### TEXT SECTION
=-=-=

Ubuntu配置HBase实验(英文版)【大数据处理技术】
1.Experimental environment
Version | |
---|---|
OS | Ubuntu 20.04.4 LTS |
JDK | 1.8.0_144 |
Hadoop | 2.7.2 |
HBase | 1.1.2 |
2. Install and set up HBase in pseudo distributed mode.
2.1 Install hbase
2.2 unzip hbase-1.1.2-bin.tar.gz to directory /usr/local
The command is as follows:
sudo tar -zxf hbase-1.1.2-bin.tar.gz -C /usr/local
2.3 Change the extracted file name hbase-1.1.2 to hbase for ease of use.
The command is as follows:
sudo mv /usr/local/hbase-1.1.2 /usr/local/hbase
2.4 Configure environment variables
Add the bin directory under HBase to the path
edit file ~/.bashrc, The command is as follows:
vi ~/.bashrc
Add /usr/local/hbase/bin to the export PATH line
After editing, execute the source command to make the above configuration take effect immediately on the current terminal. The command is as follows:
source ~/.bashrc
2.5 Add HBase permission
The command is as follow:
cd /usr/local
sudo chown -R hadoop ./hbase
2.6 Check the HBase version and confirm that the HBase installation is successful.
The command is as follows:
/usr/local/hbase/bin/hbase version
Seeing the above output message indicates that HBase has been successfully installed.
2.7 Configure the pseudo distributed mode.

=-=-=

### DATA EXCERPTS
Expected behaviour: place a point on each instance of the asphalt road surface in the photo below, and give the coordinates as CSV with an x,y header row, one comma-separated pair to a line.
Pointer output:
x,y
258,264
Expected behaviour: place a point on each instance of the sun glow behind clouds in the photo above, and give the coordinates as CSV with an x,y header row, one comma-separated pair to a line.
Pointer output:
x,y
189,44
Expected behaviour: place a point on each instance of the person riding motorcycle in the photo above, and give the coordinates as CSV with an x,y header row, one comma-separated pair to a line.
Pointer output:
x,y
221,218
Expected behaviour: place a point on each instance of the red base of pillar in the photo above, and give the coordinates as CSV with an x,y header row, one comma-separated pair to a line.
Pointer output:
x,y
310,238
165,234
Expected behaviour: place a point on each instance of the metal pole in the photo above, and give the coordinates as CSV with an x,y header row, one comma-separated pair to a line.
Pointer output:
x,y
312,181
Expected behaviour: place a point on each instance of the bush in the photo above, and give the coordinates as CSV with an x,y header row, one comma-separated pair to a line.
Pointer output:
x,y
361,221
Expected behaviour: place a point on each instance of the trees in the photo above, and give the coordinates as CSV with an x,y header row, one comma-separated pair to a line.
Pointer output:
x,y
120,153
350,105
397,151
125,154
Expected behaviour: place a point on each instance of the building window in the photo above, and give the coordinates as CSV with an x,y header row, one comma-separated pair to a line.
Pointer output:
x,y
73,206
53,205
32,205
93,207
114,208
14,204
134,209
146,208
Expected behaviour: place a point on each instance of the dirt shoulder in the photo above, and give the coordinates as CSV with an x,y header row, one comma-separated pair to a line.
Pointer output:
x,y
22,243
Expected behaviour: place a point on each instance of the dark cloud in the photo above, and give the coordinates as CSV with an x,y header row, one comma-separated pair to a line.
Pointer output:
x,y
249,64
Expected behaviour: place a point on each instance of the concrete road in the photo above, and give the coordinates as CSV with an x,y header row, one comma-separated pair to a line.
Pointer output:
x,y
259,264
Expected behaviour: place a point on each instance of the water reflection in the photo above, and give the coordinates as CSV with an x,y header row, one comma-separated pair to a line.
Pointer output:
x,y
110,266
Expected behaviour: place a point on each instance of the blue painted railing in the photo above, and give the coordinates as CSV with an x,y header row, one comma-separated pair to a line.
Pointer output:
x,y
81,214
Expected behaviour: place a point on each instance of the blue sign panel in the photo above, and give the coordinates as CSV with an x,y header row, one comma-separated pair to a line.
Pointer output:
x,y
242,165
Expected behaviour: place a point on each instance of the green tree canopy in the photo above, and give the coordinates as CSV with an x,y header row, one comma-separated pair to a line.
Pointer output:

=-=-=

### SET TASKS
• A. Answer these from the HBase setup text:
(i) Which Hadoop version is listed in the experimental environment?
(ii) To which directory is hbase-1.1.2-bin.tar.gz unzipped?
(iii) Which command makes the ~/.bashrc configuration take effect immediately on the current terminal?
• B. Reproduce a passage of the HBase setup text word for word. Begin at the words "Ubuntu配置HBase实验(英文版)【大数据处理技术】" and stop after the words "ease of use.".
• C. Summarize the HBase setup text in two sentences.
The records are separate material from the HBase setup text.

### EXERCISE RESPONSES
• A.
(i) 2.7.2
(ii) /usr/local
(iii) source ~/.bashrc

• B.
Ubuntu配置HBase实验(英文版)【大数据处理技术】
1.Experimental environment
Version | |
---|---|
OS | Ubuntu 20.04.4 LTS |
JDK | 1.8.0_144 |
Hadoop | 2.7.2 |
HBase | 1.1.2 |
2. Install and set up HBase in pseudo distributed mode.
2.1 Install hbase
2.2 unzip hbase-1.1.2-bin.tar.gz to directory /usr/local
The command is as follows:
sudo tar -zxf hbase-1.1.2-bin.tar.gz -C /usr/local
2.3 Change the extracted file name hbase-1.1.2 to hbase for ease of use.

• C. The HBase setup text lists an environment of Ubuntu 20.04.4 LTS, JDK 1.8.0_144, Hadoop 2.7.2 and HBase 1.1.2 and gives commands for installing HBase in pseudo distributed mode. The steps unzip the archive to /usr/local, rename the extracted folder to hbase, add its bin directory to the PATH in ~/.bashrc, grant HBase permission to hadoop with chown, and check the HBase version to confirm the installation.